▶ **What you will do**:
1 – Edit the article on DITA revision changes by giving again everything from "What Do Our" down to "were not introduced.", with "reviewers" replaced by "editors".
2 – Answer these questions from the article on DITA revision changes:
(a) Which group has taken the lead in crafting technical solutions for these needs?
(b) In which standard may the result of this work be implemented?
(c) What do internal reviewers tend to ask for?
3 – Continue the article on DITA revision changes from the point where it stops.

### Selection ###

Communicating Revision Changes in a High Reuse DITA Environment
Despite all the progress we’ve made solving key business workflow issues by implementing a DITA-based documentation system, communicating and indicating changes between two releases of a document rendition is still a challenge that is largely unaddressed by the open DITA community.
The Technical Communications Subcommittee of the OASIS DITA Technical Committee has taken the lead in crafting technical solutions to address these needs, even though this issue impacts nearly all DITA users. The result of this work may be implemented in the DITA 1.3 standard.
What Do Our Readers Need?
A reader who is new to a document does not typically need (or want) any information regarding what has changed since the last release of a document. Providing change information is primarily aimed at
- Readers familiar with the previous release
- Internal reviewers who want to focus on iterative changes
- Industries or customers with strict change control requirements for their suppliers
Readers (“customers”) in my experience tend to ask for detailed revision histories, while internal reviewers are more inclined to ask for “change bars.” I suspect customers want to understand how changes may impact their understanding, while reviewers want to make sure errors were not introduced.
With change bars, the reader needs to traverse the entire rendition, looking for change bars. Then, she must orient herself with the context, determine what she might care about, and possibly look back at the previous version (assuming she has it squirreled away), and determine whether the change impacts her in some way. In my opinion, most readers will be better served by a reliable revision history that can possibly provide all of the information they need in one section; if a reader must consult the section for details, a link can be provided in the revision history—and, there is no reason they can’t be used in tandem.

### Items ###

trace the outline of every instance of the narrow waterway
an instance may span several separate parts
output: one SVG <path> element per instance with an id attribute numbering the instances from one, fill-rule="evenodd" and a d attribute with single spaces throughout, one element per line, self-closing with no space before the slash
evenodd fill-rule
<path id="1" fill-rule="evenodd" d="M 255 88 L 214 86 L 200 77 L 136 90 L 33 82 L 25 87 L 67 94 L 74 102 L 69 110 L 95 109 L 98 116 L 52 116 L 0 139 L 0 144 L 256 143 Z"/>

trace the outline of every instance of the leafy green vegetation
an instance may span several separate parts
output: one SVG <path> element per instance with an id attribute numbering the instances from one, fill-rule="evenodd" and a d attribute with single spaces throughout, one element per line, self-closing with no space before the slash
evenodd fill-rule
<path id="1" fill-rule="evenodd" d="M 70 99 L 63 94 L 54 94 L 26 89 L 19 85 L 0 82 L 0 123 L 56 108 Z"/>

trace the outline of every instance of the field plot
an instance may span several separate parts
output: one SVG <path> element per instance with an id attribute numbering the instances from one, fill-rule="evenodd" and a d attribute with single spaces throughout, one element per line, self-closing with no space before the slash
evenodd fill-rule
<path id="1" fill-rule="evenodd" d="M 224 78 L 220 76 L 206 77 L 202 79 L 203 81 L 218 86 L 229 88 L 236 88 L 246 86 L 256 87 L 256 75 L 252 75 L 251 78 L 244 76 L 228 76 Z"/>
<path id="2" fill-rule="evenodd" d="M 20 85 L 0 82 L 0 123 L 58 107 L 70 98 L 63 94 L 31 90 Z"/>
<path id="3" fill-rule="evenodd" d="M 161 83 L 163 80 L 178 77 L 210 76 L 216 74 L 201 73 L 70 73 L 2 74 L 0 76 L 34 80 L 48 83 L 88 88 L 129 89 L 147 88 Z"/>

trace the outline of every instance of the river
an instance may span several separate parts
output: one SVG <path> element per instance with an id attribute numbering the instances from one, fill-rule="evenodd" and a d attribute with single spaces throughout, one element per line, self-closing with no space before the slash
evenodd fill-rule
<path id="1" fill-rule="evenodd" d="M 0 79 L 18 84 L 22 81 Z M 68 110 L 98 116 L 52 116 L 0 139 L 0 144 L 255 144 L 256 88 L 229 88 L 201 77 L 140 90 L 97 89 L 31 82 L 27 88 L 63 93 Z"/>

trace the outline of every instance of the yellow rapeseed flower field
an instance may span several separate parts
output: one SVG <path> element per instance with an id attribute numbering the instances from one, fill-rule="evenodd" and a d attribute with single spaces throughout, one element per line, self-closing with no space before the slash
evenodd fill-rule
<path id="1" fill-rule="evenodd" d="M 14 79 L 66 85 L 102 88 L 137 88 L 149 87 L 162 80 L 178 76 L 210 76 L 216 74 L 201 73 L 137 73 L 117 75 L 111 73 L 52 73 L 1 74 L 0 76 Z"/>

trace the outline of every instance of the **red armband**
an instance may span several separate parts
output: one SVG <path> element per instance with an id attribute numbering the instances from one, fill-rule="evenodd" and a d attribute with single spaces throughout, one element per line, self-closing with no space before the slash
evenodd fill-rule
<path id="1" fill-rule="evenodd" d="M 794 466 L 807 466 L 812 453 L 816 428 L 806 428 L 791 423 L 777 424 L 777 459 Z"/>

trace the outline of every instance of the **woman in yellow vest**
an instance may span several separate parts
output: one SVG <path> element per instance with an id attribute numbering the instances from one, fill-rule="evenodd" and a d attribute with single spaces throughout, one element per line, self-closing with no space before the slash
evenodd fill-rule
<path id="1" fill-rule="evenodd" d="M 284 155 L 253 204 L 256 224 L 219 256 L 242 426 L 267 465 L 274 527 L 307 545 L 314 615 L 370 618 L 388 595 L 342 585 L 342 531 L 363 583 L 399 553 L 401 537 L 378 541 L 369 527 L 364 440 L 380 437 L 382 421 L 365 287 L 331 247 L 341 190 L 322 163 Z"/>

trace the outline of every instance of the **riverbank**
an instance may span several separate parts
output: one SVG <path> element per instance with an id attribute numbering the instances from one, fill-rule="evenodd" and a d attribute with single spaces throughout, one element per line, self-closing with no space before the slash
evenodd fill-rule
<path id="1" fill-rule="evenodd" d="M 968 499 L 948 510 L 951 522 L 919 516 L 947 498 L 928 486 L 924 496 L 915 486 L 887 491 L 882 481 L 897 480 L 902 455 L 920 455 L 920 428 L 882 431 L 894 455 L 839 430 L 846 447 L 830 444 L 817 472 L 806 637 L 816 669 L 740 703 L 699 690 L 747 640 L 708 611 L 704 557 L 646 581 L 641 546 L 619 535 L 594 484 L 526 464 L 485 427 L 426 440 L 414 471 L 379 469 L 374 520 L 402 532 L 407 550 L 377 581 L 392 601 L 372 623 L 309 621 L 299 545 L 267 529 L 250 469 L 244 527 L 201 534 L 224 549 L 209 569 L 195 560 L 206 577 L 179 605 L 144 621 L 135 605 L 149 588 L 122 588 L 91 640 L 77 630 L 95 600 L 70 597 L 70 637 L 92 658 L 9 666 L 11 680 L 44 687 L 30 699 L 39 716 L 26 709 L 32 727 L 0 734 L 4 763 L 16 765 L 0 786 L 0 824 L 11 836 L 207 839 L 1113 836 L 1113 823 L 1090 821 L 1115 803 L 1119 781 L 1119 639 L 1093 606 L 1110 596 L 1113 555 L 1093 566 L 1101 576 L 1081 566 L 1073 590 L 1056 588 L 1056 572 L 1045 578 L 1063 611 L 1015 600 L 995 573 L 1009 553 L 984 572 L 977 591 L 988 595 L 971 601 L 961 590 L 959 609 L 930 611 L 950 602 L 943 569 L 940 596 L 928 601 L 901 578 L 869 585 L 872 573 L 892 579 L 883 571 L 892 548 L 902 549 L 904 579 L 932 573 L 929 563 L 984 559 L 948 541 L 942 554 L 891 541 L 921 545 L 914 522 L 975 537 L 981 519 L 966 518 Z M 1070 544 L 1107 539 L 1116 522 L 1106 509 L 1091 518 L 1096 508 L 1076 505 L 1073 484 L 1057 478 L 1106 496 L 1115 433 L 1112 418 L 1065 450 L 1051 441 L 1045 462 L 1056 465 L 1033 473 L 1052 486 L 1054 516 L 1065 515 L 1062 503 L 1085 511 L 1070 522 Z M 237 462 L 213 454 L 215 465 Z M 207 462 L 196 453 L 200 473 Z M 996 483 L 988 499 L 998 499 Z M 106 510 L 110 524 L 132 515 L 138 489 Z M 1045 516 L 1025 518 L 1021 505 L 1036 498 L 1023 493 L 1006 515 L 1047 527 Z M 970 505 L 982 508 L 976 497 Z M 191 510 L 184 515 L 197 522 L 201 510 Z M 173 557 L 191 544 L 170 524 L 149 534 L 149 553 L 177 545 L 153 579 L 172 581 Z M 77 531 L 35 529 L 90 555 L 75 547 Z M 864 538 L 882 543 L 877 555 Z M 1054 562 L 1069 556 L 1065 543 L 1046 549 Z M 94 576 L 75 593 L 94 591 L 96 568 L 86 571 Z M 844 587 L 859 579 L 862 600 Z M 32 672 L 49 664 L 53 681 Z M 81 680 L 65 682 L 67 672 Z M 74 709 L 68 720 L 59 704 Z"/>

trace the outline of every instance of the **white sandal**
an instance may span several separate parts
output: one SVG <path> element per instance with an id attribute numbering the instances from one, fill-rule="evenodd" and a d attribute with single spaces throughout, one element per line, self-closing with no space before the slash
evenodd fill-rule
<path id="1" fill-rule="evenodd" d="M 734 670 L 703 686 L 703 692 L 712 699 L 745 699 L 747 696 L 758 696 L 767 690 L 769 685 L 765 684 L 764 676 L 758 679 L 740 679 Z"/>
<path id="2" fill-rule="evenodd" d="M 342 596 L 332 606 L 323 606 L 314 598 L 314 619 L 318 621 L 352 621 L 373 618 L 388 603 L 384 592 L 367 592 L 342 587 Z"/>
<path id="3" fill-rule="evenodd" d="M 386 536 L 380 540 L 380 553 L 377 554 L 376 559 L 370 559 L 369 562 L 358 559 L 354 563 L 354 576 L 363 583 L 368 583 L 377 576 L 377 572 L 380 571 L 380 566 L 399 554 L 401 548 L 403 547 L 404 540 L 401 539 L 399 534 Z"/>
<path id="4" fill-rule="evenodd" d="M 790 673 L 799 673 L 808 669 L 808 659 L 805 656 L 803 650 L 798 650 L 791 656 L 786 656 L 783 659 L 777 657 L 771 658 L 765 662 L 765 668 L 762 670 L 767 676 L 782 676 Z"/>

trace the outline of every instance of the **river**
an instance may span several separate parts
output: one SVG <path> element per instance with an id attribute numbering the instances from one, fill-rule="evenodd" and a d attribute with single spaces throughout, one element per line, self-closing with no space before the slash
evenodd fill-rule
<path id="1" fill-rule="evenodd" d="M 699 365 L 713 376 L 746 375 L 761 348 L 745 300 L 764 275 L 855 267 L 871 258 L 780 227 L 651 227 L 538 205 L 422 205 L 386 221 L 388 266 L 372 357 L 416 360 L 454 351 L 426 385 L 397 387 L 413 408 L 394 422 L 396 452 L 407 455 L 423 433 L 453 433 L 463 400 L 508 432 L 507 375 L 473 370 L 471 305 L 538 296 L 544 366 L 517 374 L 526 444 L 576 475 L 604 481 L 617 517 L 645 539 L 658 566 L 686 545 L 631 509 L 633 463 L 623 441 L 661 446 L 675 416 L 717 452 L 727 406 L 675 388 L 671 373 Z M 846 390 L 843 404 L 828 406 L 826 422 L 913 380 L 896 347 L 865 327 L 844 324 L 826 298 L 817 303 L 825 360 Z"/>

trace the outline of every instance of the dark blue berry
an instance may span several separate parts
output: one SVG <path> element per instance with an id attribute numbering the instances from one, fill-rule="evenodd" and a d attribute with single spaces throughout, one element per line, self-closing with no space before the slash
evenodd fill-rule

###

▶ **Written responses**:
1 –
What Do Our Readers Need?
A reader who is new to a document does not typically need (or want) any information regarding what has changed since the last release of a document. Providing change information is primarily aimed at
- Readers familiar with the previous release
- Internal editors who want to focus on iterative changes
- Industries or customers with strict change control requirements for their suppliers
Readers (“customers”) in my experience tend to ask for detailed revision histories, while internal editors are more inclined to ask for “change bars.” I suspect customers want to understand how changes may impact their understanding, while editors want to make sure errors were not introduced.

2 –
(a) The Technical Communications Subcommittee of the OASIS DITA Technical Committee
(b) The DITA 1.3 standard
(c) Change bars

3 –
Changes in Files vs. Changes in Content
The added complexity of communicating change in a topic-based architecture tends to lead us towards systems that rely on difference reporting (or “diffs”). Yes, in a text-based file format, diff reporting is relatively simple, and with XML-aware diff algorithms, you can ignore potential noise (whitespace, attributes, and so on). The problem with using diffs is that they fail to answer the question, “What is the impact of this change from my reader’s perspective?” Consequently, the move toward file diffs discourages content quality improvement. Editing a paragraph for punctuation is flagged the same way as a change that has significant implications. There is no shortage of ideas for how to embed markup (be it namespaced elements or XML processing instructions) to collect all kinds of metadata to help make diffs more meaningful. Some tools have developed extremely robust methods for showing changes such as the formatting and redlining that we expect from Microsoft Word. All of these efforts move the focus from file diff reporting to content diff reporting, but these efforts face some inherent obstacles:
- How do you indicate a change in a non-DITA asset (image, video, or an asset not available during build time)?
- How do you communicate when a topic is removed or added?
- How to you handle applicability?
- How do translation services handle the influx of metadata?
- In a high-reuse environment, how do you output rendition-appropriate change information?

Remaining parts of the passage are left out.